== DOCUMENT ==

Are These Software Makers Ripe for the Picking?
Robert is a member of The Motley Fool Blog Network -- entries represent the personal opinion of the blogger and are not formally edited.
As information technology becomes continually more integral to businesses’ operations, the technology sector’s profits have become less variable and more predictable. The sector produces profits throughout the business cycle, which has attracted the attention of the big investment funds. In the mainframe segment, both BMC Software (NASDAQ: BMC) and Compuware (NASDAQ: CPWR) have been targeted by hedge fund Elliott Management, as well as gaining interest from other private equity firms. So, are these companies worth watching?
Despite getting half of its revenue from the declining mainframe segment, BMC has been able to find limited annual revenue growth by taking market share from rivals and adding functionality to its software offerings. It ended 2012 with a backlog of $2.2 billion, flat versus the prior year, and the company counts 95% of the 100 largest corporations as clients. Naturally, with its corporate customers spending an increasing percentage of their IT budgets on cloud computing offerings, BMC has also invested heavily in this area.
In FY2012, BMC generated record financial results, although top line growth was hard to come by. For the period, the company reported increases in revenues and adjusted operating income of 5.2% and 6.4%, respectively, versus the prior year. While product sales growth was weak, BMC gained traction in its professional services segment that advises customers on ways to gain efficiencies in their IT investments.
Looking ahead, BMC is pursuing opportunities to sell software to the small and mid-sized company market, which was its rationale for the acquisition of Numara Software in February 2012. Despite lower margins, this segment opens the company to a much larger customer base and provides the opportunity to cross-sell its professional services. In addition, BMC is partnering with consulting firms to improve its sell-through rate, including a recent agreement with CapGemini to distribute BMC's software products to the consulting giant's clients.
Compuware has similarly felt the effects of the shrinking mainframe market, with a revenue base that has declined over the past five years. More so than BMC Software, Compuware has attempted to shift its focus away from the mainframe market, with investments in the web performance, web security, and collaboration software areas. However, virtually all of the company’s annual profits continue to come from the mainframe segment.
In FY2012, Compuware reported fairly weak financial results, with decreases in revenues and operating income of 5.3% and 18.8%, respectively, compared to the prior year. The company’s sales were hurt by a steep decline in its mainframe segment, as customers continue to lower their usage of mainframe computer systems. In addition, Compuware’s newer software offerings have been unable to reach the critical mass necessary for improved profitability.

===
== INFORMATION SHOWN ==

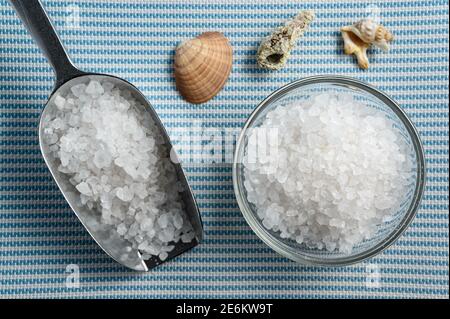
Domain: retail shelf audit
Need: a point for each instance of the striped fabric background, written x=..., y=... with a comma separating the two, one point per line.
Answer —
x=41, y=241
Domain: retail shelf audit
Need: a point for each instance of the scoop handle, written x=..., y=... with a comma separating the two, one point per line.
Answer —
x=36, y=20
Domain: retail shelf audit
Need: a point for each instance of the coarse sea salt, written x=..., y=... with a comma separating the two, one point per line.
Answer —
x=115, y=156
x=338, y=172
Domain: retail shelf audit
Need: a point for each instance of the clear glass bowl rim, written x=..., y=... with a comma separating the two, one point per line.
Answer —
x=292, y=253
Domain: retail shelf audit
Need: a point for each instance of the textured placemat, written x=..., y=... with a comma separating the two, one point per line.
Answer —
x=44, y=249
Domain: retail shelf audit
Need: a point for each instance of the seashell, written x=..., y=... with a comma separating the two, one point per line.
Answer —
x=371, y=32
x=354, y=45
x=275, y=50
x=202, y=66
x=361, y=35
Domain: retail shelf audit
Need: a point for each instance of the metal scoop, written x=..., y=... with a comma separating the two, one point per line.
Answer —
x=34, y=17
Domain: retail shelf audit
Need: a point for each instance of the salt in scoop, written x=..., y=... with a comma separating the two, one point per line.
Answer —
x=34, y=17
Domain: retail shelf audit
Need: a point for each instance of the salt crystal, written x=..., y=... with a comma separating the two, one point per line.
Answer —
x=107, y=148
x=330, y=182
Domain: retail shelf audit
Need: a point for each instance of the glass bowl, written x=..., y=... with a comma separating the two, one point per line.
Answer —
x=388, y=232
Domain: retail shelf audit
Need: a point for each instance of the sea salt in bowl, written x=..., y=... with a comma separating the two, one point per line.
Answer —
x=393, y=220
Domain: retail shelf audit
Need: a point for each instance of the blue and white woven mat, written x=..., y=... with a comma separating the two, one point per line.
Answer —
x=42, y=244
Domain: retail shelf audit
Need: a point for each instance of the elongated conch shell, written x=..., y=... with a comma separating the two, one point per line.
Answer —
x=274, y=51
x=361, y=35
x=202, y=66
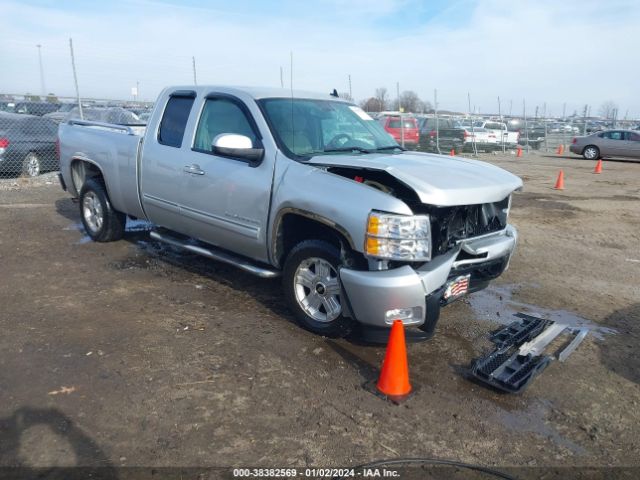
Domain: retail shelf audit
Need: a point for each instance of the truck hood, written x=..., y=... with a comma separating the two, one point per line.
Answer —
x=437, y=179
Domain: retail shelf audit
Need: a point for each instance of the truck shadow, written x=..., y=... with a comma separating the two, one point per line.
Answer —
x=89, y=462
x=619, y=352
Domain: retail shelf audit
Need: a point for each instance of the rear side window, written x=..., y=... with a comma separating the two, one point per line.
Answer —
x=174, y=121
x=221, y=115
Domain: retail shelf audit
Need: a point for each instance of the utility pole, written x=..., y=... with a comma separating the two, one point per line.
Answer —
x=544, y=122
x=526, y=130
x=43, y=89
x=75, y=78
x=435, y=109
x=473, y=128
x=400, y=112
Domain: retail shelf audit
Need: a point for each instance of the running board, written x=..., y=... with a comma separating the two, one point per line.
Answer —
x=519, y=355
x=215, y=254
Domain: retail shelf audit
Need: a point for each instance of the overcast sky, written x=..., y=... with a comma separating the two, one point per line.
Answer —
x=574, y=51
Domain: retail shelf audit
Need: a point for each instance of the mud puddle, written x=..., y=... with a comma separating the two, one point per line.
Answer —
x=496, y=303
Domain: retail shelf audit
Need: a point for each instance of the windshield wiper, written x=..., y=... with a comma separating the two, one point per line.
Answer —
x=391, y=147
x=349, y=149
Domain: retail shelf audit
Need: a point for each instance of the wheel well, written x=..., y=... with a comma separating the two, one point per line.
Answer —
x=294, y=228
x=81, y=171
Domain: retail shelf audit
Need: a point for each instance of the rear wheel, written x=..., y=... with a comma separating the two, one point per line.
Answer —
x=100, y=220
x=591, y=152
x=312, y=288
x=31, y=165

===

### DIRECTIVES
#1 List the areas that the article on software makers says Compuware has invested in to shift its focus away from the mainframe market.
#2 According to the article on software makers, what backlog did BMC end 2012 with?
The entries have no connection to the article on software makers.

### ANSWERS GIVEN
#1 Web performance, web security, and collaboration software

#2 BMC ended 2012 with a backlog of $2.2 billion, flat versus the prior year.